— begin Source data —

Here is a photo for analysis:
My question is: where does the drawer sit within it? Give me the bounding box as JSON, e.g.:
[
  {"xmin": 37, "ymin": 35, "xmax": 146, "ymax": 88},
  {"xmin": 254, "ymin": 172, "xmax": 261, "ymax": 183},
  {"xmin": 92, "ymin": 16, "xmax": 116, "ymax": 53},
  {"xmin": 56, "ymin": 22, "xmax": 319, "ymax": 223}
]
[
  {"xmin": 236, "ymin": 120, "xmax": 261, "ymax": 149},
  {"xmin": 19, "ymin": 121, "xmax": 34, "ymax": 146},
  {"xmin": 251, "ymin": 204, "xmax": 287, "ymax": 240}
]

— end Source data —

- Given problem -
Edit the lines above so that "drawer" becomes "cabinet", keeping everything else the same.

- Reply to the exercise -
Here is a photo for analysis:
My question is: where does the cabinet sit within it? Give me the bounding box as JSON, e.g.:
[
  {"xmin": 37, "ymin": 35, "xmax": 146, "ymax": 88},
  {"xmin": 254, "ymin": 172, "xmax": 261, "ymax": 183},
  {"xmin": 92, "ymin": 16, "xmax": 116, "ymax": 53},
  {"xmin": 56, "ymin": 22, "xmax": 319, "ymax": 223}
]
[
  {"xmin": 236, "ymin": 120, "xmax": 261, "ymax": 149},
  {"xmin": 19, "ymin": 121, "xmax": 34, "ymax": 146},
  {"xmin": 251, "ymin": 204, "xmax": 287, "ymax": 240}
]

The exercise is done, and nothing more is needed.